### Stated goal
Copy everything in the material below, from the line containing "Task: annotation of the leafy" down to its last line, with both ends included. Leave the pictures out.

**** Extracted records

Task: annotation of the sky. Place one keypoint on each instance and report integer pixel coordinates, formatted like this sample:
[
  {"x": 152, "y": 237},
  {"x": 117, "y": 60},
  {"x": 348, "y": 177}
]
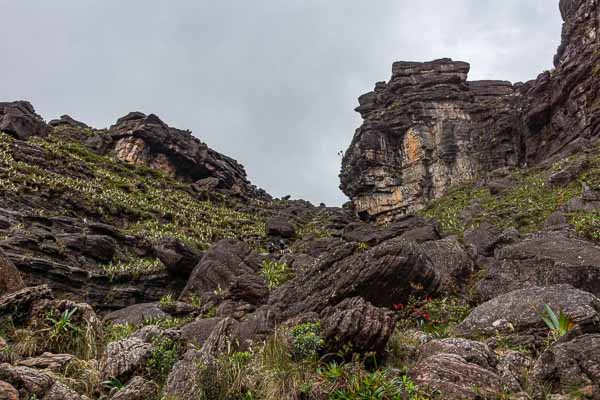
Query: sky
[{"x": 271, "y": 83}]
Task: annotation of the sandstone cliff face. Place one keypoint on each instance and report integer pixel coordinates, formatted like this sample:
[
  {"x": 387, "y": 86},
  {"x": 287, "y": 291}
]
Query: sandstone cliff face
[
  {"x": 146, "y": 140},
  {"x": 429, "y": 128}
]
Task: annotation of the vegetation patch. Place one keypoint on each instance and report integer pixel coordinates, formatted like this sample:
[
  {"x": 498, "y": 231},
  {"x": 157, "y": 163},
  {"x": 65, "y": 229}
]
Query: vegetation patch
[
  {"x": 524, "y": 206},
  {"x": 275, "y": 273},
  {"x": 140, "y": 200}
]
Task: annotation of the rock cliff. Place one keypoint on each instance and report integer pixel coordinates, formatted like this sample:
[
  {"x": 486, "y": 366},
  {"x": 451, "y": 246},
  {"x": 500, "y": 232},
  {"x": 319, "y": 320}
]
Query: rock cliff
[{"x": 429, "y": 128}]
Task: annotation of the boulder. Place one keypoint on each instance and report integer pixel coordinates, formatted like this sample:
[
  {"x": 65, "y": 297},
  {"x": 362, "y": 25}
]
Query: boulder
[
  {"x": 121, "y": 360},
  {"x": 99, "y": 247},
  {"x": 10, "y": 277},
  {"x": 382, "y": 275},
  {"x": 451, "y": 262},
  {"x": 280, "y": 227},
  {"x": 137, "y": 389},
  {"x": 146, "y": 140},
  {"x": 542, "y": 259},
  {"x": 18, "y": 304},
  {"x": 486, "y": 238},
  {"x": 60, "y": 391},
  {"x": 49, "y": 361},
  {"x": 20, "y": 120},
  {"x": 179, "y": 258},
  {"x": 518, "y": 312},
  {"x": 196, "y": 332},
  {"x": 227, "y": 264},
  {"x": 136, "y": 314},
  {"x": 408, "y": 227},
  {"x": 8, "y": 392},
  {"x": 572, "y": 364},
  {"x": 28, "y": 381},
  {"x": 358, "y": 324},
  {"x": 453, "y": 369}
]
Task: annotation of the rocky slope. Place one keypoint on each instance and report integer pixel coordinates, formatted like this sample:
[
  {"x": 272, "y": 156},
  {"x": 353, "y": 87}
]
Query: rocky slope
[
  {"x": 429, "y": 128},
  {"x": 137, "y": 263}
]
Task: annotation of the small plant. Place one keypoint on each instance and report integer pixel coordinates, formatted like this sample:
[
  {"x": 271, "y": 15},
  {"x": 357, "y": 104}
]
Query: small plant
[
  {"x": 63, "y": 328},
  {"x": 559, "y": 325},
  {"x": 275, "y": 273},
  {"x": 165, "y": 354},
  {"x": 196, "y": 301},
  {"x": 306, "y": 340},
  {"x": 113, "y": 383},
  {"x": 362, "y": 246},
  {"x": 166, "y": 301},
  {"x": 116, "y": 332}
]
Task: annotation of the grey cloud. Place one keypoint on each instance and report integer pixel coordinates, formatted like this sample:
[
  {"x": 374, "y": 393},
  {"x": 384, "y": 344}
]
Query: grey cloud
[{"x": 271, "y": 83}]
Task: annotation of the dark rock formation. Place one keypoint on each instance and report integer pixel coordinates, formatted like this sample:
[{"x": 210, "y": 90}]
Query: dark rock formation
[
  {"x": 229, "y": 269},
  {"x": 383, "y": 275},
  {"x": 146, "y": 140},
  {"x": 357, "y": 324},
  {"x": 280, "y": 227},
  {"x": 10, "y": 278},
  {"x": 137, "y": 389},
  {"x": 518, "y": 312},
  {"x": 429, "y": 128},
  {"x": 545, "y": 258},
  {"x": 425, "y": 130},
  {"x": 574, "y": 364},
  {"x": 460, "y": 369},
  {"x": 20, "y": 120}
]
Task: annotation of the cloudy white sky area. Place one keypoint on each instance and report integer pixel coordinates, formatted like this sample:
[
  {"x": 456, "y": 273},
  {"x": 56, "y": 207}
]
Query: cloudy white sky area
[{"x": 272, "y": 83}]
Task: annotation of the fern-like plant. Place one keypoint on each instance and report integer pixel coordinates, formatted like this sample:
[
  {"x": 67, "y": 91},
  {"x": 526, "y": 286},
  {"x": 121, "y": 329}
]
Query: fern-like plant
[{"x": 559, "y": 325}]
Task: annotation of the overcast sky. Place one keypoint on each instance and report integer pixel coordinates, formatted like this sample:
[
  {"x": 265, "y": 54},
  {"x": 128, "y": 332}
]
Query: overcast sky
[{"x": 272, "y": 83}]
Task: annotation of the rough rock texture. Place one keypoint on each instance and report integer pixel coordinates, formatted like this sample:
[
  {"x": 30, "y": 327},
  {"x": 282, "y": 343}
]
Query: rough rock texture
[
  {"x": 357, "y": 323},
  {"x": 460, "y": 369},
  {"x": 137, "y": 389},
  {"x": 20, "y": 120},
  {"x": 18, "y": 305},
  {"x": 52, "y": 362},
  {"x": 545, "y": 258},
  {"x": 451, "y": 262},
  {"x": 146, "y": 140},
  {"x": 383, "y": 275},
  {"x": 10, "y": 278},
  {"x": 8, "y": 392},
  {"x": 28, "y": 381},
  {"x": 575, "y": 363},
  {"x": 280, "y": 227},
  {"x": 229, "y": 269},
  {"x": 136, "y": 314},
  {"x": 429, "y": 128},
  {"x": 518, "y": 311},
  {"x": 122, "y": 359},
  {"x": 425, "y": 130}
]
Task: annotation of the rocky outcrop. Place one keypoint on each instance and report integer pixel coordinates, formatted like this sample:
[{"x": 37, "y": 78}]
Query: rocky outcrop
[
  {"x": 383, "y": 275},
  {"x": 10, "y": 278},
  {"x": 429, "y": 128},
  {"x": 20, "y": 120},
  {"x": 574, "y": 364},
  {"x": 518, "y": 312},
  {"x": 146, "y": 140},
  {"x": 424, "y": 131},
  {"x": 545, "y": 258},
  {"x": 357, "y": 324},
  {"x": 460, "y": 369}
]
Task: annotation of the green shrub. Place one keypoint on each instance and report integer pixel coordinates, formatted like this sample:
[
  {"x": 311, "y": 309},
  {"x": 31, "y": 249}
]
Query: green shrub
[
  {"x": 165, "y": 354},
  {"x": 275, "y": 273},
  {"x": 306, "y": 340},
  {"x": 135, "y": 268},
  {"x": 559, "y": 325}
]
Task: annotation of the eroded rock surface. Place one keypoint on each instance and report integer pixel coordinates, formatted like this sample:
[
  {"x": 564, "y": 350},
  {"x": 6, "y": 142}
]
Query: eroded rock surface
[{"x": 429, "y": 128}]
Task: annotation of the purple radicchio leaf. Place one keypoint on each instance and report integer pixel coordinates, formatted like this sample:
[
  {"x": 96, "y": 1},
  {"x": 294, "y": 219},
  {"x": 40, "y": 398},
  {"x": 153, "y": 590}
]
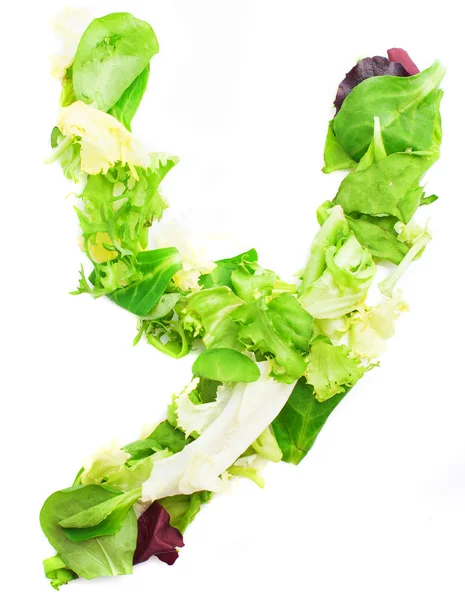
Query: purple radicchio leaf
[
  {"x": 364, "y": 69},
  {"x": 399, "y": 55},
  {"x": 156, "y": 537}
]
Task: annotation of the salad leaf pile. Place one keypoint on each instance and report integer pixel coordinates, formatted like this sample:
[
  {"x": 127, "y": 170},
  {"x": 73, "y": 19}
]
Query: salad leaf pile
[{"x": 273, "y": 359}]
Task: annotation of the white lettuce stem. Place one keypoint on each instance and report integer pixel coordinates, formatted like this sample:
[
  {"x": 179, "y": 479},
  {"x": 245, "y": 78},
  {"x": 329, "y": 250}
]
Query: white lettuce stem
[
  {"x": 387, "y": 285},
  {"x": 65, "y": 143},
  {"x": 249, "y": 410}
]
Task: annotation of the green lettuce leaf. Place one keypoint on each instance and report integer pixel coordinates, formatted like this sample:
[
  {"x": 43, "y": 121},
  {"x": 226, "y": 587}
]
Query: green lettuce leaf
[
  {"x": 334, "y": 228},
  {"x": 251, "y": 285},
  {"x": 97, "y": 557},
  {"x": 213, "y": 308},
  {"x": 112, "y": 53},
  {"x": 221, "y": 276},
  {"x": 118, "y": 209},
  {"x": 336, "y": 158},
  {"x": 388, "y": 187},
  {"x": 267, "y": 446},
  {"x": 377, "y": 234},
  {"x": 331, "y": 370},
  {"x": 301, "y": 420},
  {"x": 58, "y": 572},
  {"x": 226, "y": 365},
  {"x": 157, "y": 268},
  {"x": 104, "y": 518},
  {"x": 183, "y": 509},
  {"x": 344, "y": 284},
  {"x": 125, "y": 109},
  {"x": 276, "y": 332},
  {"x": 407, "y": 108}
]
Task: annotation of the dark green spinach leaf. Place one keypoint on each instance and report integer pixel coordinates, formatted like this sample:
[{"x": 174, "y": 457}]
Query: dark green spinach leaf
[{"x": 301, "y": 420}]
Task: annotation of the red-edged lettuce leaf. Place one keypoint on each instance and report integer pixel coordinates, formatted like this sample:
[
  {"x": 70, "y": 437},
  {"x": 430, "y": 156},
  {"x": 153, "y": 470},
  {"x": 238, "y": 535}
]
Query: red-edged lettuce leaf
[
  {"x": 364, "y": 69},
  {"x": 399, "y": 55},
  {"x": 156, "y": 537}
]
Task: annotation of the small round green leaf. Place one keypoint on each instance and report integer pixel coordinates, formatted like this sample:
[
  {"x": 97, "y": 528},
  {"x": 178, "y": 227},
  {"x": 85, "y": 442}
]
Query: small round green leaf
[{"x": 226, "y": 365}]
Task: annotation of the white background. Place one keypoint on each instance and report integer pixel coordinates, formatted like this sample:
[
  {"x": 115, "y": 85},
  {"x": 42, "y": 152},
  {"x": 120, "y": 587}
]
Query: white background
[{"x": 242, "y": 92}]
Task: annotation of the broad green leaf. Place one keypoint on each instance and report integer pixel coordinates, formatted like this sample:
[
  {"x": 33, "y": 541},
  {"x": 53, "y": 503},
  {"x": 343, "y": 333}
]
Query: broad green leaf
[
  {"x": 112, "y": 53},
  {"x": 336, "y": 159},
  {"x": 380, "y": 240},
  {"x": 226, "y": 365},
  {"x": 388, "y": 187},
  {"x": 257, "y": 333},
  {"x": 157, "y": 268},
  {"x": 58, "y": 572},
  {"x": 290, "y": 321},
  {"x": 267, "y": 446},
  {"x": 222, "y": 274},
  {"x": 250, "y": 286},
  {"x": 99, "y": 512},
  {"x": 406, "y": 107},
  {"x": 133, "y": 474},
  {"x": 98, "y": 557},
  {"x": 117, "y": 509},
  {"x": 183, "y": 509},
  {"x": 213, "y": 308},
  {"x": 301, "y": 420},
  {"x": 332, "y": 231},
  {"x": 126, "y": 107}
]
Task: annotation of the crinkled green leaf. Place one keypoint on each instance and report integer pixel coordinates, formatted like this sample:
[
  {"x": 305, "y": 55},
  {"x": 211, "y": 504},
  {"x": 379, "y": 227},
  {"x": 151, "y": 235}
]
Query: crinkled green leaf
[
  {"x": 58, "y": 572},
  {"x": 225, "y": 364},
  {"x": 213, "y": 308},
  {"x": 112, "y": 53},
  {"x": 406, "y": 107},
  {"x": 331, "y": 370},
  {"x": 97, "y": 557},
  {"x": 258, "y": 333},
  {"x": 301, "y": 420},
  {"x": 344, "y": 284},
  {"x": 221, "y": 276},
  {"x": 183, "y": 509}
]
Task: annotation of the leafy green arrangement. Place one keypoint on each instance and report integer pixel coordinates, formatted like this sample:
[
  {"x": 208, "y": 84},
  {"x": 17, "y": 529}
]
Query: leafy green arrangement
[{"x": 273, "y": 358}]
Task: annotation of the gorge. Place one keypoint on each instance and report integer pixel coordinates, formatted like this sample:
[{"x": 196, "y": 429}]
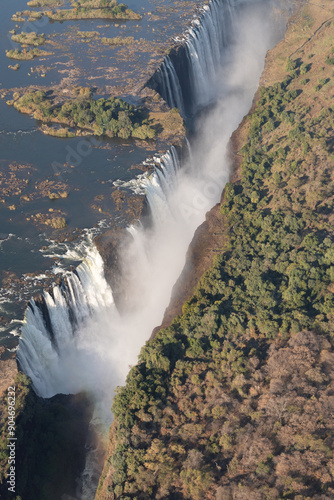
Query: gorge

********

### Answer below
Task: annotation of the leafy green arrangement. Place one keypoint on each instance and report integer pixel coordinates, formatted like this sample:
[
  {"x": 208, "y": 84},
  {"x": 17, "y": 529}
]
Query: leafy green arrangement
[{"x": 273, "y": 358}]
Task: annotation of the gorge. Place one keypoint on each instance and report integer pixel coordinates, formatted like this sample:
[{"x": 196, "y": 429}]
Query: gorge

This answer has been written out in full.